## start Excerpt

[Tagdb] Tagging multiple classes of things

Erik Hatcher esh6h at virginia.edu
Thu Mar 9 08:46:31 GMT 2006


On Mar 8, 2006, at 10:21 PM, Colin Viebrock wrote:
> I'm not familiar with anything other than RDBMS ... what would you  
> suggest?

Knowing Otis' (and my) biases, he's implying that an inverted index  
(aka Lucene) is perhaps the best tool for dealing with tags.

I'm doing a something similar - a tagging system for 19th century  
literature objects.  I'm using Lucene as well as Kowari, no RDBMS in  
the picture.

	Erik




>
> - Colin
>
>
> On 8-Mar-06, at 4:21 PM, <ogjunk-tagdb at yahoo.com> wrote:
>
>> Copy/paste tagdb at lists.tagschema.com into "To". :)
>> Late reply.
>> As you can see from replies so far, there are lots of ways you can  
>> go about it.  I'd add this: is RDBMS really the best tool for what  
>> you want to do? :)
>>
>> Otis
>> -- 
>> Simpy -- http://www.simpy.com/ -- Tag.  Search.  Share.

## end Excerpt

* _Job_
Pick up the mailing-list thread about tagging multiple classes of things after its last line and continue it.

## start Rows

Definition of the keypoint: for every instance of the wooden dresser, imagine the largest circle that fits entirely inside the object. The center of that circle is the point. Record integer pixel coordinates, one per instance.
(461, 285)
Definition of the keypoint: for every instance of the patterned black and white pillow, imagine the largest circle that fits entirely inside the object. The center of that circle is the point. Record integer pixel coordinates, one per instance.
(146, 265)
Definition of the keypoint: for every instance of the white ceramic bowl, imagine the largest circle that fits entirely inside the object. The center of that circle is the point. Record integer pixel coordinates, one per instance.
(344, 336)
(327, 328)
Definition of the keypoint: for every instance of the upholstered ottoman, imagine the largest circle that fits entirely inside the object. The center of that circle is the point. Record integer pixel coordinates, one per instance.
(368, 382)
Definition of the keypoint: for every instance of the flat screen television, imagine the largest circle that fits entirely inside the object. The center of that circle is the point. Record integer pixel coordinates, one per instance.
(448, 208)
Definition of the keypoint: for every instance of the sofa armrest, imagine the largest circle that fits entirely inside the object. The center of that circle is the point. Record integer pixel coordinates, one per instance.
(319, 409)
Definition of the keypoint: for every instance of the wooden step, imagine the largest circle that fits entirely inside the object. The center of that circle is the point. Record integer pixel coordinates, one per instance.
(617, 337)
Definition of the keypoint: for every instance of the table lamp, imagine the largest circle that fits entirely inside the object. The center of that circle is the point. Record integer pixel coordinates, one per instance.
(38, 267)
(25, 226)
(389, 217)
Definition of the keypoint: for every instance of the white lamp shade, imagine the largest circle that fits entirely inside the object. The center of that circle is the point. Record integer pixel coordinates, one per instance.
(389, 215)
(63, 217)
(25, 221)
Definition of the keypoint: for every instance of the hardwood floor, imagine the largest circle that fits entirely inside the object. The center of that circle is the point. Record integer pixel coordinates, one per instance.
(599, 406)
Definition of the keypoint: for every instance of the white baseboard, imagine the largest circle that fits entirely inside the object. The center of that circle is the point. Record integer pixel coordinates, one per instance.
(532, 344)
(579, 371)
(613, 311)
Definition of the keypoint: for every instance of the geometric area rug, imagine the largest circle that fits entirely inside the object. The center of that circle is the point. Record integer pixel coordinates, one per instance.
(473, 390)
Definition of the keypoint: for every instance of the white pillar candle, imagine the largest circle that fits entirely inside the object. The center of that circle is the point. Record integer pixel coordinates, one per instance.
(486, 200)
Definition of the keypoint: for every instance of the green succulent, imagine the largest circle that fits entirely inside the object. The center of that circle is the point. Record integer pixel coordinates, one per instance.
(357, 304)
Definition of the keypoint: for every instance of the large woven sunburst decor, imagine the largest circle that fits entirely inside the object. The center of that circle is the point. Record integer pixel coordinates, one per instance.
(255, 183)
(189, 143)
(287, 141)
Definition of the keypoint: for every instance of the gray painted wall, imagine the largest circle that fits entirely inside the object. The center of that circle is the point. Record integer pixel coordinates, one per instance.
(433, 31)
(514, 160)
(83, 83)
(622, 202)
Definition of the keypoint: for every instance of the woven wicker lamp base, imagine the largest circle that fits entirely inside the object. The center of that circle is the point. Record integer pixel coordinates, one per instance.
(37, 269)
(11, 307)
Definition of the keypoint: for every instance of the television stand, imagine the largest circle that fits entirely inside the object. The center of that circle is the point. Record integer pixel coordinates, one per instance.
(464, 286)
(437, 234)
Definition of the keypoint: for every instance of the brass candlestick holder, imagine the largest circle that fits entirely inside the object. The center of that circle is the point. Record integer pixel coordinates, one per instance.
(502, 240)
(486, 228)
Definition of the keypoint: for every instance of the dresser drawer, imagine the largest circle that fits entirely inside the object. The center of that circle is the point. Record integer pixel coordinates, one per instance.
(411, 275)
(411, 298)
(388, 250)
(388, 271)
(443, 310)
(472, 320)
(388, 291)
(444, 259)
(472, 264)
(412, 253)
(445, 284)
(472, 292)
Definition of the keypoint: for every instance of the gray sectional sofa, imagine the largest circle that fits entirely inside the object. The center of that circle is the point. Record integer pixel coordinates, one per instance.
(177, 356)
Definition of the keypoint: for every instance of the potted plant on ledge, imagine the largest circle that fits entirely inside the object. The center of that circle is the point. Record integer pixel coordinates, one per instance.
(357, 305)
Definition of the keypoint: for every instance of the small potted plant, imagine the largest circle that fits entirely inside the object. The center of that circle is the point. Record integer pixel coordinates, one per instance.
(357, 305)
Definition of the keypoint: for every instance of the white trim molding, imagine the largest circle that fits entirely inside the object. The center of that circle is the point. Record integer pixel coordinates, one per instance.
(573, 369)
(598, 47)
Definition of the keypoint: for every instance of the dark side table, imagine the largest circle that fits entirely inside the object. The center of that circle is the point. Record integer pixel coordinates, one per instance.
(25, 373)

## end Rows

* _Answer to this problem_
>>
>> ----- Original Message ----
>> From: Colin Viebrock <cviebrock at tucows.com>
>> To: tagdb at lists.tagschema.com
>> Sent: Friday, March 3, 2006 5:25:12 PM
>> Subject: [Tagdb] Tagging multiple classes of things
>>
>> I'm looking for some technical suggestions on how to accomplish the
>> following:
>>
>> Say I was running a magazine for DIY-ers.  I have several database
>> tables (MySQL, but that shouldn't matter), one for each of the
>> following:
>>
>>     - articles
>>     - sponsors
>>     - products
>>
>> Each table has an ID column, which is unique to that table, and other
>> relevant columns (e.g. articles.title, sponsors.name,
>> products.featurelist, etc.).
>>
>> I want to be able to tag everything, so I have a tag table:
>>
>>     - tags
>>         - tag_id
>>         - tag
>>
>> And now I want to build the relationships between tags-articles,
>> tags-advertisers and tags-products.  I could do it with 3 different
>> tables:
>>
>>     - tag-articles
>>         - tag_id
>>         - article_id
>>
>>     - tag-sponsors
>>         - tag_id
>>         - sponsor_id
>>
>>     - tag-products
>>         - tag_id
>>         - product_id
>>
>> But that seems problematic when I want to do a search for everything
>> tagged with "foobar".  I'll need to do three queries:
>>
>>     SELECT ... FROM tags LEFT JOIN tag-articles USING (tag_id)  
>> LEFT JOIN
>> articles USING (article_id)
>>     SELECT ... FROM tags LEFT JOIN tag-sponsors USING (tag_id)  
>> LEFT JOIN
>> sponsors USING (sponsors_id)
>>     SELECT ... FROM tags LEFT JOIN tag-products USING (tag_id)  
>> LEFT JOIN
>> products USING (products_id)
>>
>> So, what if I built a generic relationship table:
>>
>>     - tag-relations
>>         - tag_id
>>         - foreign_table
>>         - foreign_id
>>
>> This table would have entries like:
>>
>>     1, 'articles', 3
>>     1, 'sponsors', 5
>>     1, 'products', 28
>>     1, 'products', 36
>>     ...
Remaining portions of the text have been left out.